:: EXTRACT PROVIDED ::

——————————

[SciPy-User] [SciPy-Dev] Entropy from empirical high-dimensional data

[josef.pktd at gmail.com]

On Sat, May 28, 2011 at 5:11 AM, Gael Varoquaux
<gael.varoquaux at normalesup.org> wrote:
> On Fri, May 27, 2011 at 05:21:33PM -0400, David Huard wrote:
>> There is a paper by Fernando Pérez-Cruz on the estimation of the
>> Kullback-Leibler divergence directly from samples using KD trees and
>> nearest neighbours. Maybe you could draw inspiration from it to
>> compute the conditional entropy. The author seems to imply that the
>> method works for a sample with over 700 dimensions.
>
>> I'm including an implementation I wrote just a few days ago that
>> hasn't seen a lot of testing yet (BSD, caveat emptor and all that). I
>> checked I could reproduce the example in the paper, but that's it.

——————————

Excerpts of data for labeling locations
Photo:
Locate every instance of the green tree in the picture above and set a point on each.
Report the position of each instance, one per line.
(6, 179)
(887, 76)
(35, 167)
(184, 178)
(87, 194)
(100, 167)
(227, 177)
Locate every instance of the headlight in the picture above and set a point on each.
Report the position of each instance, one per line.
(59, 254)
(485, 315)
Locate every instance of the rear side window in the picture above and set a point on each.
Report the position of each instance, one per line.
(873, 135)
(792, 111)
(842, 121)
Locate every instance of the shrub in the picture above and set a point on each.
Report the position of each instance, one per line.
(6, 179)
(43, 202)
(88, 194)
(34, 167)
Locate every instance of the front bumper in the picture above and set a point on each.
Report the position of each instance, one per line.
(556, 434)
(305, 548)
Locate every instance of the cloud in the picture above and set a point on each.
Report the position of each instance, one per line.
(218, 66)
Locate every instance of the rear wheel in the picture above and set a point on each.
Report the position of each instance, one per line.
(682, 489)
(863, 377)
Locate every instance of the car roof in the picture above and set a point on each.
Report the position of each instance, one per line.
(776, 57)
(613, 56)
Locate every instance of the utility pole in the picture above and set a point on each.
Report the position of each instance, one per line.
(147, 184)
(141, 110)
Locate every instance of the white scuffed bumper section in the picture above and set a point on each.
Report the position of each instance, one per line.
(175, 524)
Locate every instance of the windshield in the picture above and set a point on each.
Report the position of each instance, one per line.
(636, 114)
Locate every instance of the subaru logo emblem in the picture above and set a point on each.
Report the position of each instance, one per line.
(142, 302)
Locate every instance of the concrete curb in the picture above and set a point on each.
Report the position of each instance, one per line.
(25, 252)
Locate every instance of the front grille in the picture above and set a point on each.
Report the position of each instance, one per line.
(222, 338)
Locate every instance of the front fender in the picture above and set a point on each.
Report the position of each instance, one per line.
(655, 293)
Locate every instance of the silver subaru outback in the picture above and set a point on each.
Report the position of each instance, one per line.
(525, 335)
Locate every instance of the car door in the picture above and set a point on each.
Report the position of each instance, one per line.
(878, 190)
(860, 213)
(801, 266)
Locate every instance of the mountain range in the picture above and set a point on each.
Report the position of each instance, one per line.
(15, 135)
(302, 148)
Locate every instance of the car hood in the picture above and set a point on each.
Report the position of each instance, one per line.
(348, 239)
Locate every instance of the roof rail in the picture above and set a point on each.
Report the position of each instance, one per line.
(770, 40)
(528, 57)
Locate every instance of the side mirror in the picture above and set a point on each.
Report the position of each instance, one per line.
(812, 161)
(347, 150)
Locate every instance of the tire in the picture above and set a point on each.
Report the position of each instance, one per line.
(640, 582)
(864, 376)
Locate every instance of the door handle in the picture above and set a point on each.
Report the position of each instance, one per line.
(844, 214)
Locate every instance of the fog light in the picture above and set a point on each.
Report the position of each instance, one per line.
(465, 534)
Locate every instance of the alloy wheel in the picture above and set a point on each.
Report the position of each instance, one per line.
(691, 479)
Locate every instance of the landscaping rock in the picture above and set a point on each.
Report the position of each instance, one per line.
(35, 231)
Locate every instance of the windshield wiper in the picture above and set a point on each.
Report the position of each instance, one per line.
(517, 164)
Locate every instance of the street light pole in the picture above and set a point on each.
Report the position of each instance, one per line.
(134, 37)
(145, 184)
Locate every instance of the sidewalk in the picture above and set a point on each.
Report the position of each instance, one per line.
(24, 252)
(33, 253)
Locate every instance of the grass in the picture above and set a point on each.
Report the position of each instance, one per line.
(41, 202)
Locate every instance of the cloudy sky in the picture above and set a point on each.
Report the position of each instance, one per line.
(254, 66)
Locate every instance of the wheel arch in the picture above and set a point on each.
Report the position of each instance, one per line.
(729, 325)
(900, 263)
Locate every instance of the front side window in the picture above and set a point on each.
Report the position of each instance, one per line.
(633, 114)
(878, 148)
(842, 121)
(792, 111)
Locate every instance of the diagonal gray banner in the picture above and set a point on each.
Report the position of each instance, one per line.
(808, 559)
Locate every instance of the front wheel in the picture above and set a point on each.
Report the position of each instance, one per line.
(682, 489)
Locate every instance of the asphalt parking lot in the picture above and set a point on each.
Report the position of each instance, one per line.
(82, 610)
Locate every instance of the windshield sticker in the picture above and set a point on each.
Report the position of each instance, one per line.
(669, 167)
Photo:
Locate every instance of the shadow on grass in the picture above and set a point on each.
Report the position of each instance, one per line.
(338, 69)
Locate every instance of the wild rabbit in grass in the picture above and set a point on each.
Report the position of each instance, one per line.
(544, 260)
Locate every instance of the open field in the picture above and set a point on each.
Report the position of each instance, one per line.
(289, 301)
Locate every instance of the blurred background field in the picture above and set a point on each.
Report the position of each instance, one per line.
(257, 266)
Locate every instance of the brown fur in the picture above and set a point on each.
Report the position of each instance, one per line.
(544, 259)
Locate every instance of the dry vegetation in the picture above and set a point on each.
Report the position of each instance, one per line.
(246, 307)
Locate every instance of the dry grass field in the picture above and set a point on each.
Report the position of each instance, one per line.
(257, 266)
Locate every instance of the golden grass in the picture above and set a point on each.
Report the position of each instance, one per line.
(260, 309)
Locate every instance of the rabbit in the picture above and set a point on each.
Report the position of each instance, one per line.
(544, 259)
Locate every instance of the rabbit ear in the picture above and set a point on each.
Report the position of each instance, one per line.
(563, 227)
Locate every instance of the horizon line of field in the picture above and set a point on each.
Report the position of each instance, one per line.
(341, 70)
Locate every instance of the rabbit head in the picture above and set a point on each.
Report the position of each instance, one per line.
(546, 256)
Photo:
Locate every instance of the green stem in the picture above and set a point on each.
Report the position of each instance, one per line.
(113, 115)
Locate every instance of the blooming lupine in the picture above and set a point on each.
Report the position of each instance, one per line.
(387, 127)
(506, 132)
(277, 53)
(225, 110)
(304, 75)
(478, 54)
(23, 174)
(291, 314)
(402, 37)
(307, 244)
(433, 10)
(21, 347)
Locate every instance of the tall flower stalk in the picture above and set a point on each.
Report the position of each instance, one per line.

——————————

:: REQUIRED TASKS ::
1 - Switch "KD trees" to "ball trees" in the entropy mailing-list thread above, then give its passage from "[SciPy-User] [SciPy-Dev] Entropy" to "over 700 dimensions." again.
2 - Answer these questions on the entropy mailing-list thread above:
(a) Whose paper does David Huard mention?
(b) Over how many dimensions does the paper's author seem to imply the method works?
(c) Under which license does David Huard offer his implementation?
3 - Write the next part of the mailing-list thread on estimating entropy from high-dimensional data, starting after its final sentence.

:: WRITTEN RESPONSES ::
1 -
[SciPy-User] [SciPy-Dev] Entropy from empirical high-dimensional data

[josef.pktd at gmail.com]

On Sat, May 28, 2011 at 5:11 AM, Gael Varoquaux
<gael.varoquaux at normalesup.org> wrote:
> On Fri, May 27, 2011 at 05:21:33PM -0400, David Huard wrote:
>> There is a paper by Fernando Pérez-Cruz on the estimation of the
>> Kullback-Leibler divergence directly from samples using ball trees and
>> nearest neighbours. Maybe you could draw inspiration from it to
>> compute the conditional entropy. The author seems to imply that the
>> method works for a sample with over 700 dimensions.

2 -
(a) Fernando Pérez-Cruz's
(b) Over 700 dimensions
(c) BSD

3 -
>
> This is awesome. It perfectly makes sens to implement the problem this
> way, and it is great to see a paper explaining it clearly. And the value
> of code is huge. Thanks heap for sharing. I was noting yesterday that
> when trying out ideas on data, each new idea requires a full day of work
> because I need to implement a lot of basic blocks, and each time I do
> this quite poorly.
>
> I think that your code, once it has tests, should go in a standard
> package. It is of general interest. scipy.stats seems like a good
> candidate. Alternatively, if it is deemed not suitable, we would
> integrate it in the metrics sub-package of the scikits.learn.

Thanks David, I didn't realize that nearest neighbor can be these easy.

It will for sure find a home also in scikits.statsmodels. I started
with mutual information for independence tests with continuous
distributions a few weeks ago, based on kernel density estimation.
Skipper has written entropy measures for the discrete case.

I have been trying to figure out how well this one neighbor version
works, my guess was that it should have slower convergence. But I have
a hard time coming up with a benchmark for testing this. I didn't find
much for this in R, and the kl.norm for multivariate normal gives
different results than the kdtree version and the version based on
gaussian_kde.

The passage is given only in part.